# Work instructions
Nothing in the records should change; write them all out again.

# Task inputs

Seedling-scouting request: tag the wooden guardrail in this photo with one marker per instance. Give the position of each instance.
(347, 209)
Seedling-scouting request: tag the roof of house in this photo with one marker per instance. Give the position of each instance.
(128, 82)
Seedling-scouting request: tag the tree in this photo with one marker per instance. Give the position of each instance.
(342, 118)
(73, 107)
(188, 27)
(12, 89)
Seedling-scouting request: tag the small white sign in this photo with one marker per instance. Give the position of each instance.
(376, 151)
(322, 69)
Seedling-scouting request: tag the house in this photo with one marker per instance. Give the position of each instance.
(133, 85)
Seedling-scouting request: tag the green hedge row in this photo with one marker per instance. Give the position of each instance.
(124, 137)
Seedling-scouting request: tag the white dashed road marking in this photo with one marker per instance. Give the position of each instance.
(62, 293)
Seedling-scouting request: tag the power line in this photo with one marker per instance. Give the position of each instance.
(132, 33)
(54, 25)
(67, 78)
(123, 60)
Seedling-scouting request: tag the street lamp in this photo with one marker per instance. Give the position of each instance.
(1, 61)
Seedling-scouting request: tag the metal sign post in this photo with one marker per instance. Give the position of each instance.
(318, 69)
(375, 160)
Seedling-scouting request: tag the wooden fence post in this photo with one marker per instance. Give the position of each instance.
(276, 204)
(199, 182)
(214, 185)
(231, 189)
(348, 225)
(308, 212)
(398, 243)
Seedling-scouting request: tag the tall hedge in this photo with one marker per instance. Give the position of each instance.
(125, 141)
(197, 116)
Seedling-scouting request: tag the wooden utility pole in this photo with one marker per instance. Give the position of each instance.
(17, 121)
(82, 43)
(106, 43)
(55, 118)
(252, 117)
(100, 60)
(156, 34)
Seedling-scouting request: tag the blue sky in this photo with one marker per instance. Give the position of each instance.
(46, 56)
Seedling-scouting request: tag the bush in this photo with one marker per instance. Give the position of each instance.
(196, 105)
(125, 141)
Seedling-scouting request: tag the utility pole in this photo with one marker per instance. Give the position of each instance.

# Written answer
Seedling-scouting request: tag the wooden guardrail in this photo with one marker per instance. Give the position of each instance.
(347, 209)
Seedling-scouting request: tag the roof of house in this photo with one marker per instance. Give the position of each instance.
(128, 82)
Seedling-scouting request: tag the tree in this photo with one marker per instance. Give the position of each instance.
(342, 118)
(73, 107)
(188, 27)
(12, 89)
Seedling-scouting request: tag the small white sign in this photo with one marker per instance. Give the position of each instance.
(376, 151)
(322, 69)
Seedling-scouting request: tag the house in this photo with one marker per instance. Give the position of each instance.
(133, 85)
Seedling-scouting request: tag the green hedge row in this photo with one marker per instance. Give the position of each instance.
(124, 137)
Seedling-scouting request: tag the white dashed road marking in this photo with one marker per instance. Give the position of each instance.
(62, 293)
Seedling-scouting request: tag the power line in this photo with one marker per instance. Give the position of each instance.
(132, 33)
(54, 25)
(67, 78)
(123, 60)
Seedling-scouting request: tag the street lamp in this photo with one marker per instance. Give the position of each instance.
(1, 61)
Seedling-scouting request: tag the metal sign post in this photo with one marker per instance. Give the position of each instance.
(318, 69)
(375, 160)
Seedling-scouting request: tag the wooden fence post in this photo with one marker per instance. Give the position of each instance.
(276, 204)
(199, 182)
(214, 185)
(231, 189)
(348, 225)
(308, 212)
(398, 243)
Seedling-scouting request: tag the tall hedge in this photo with one marker per instance. Give the position of each instance.
(125, 141)
(197, 116)
Seedling-scouting request: tag the wooden utility pole in this photo with one marker per instance. Give the position of each instance.
(17, 121)
(82, 43)
(106, 43)
(55, 118)
(252, 117)
(100, 60)
(156, 34)
Seedling-scouting request: tag the blue sky in this photo with one marker per instance. Give the position of each instance.
(46, 56)
Seedling-scouting request: tag the bush in this photo with one marker per instance. Give the position of each instance.
(196, 105)
(125, 141)
Seedling-scouting request: tag the utility pole in this photo with one marker per instance. Give the position of each instance.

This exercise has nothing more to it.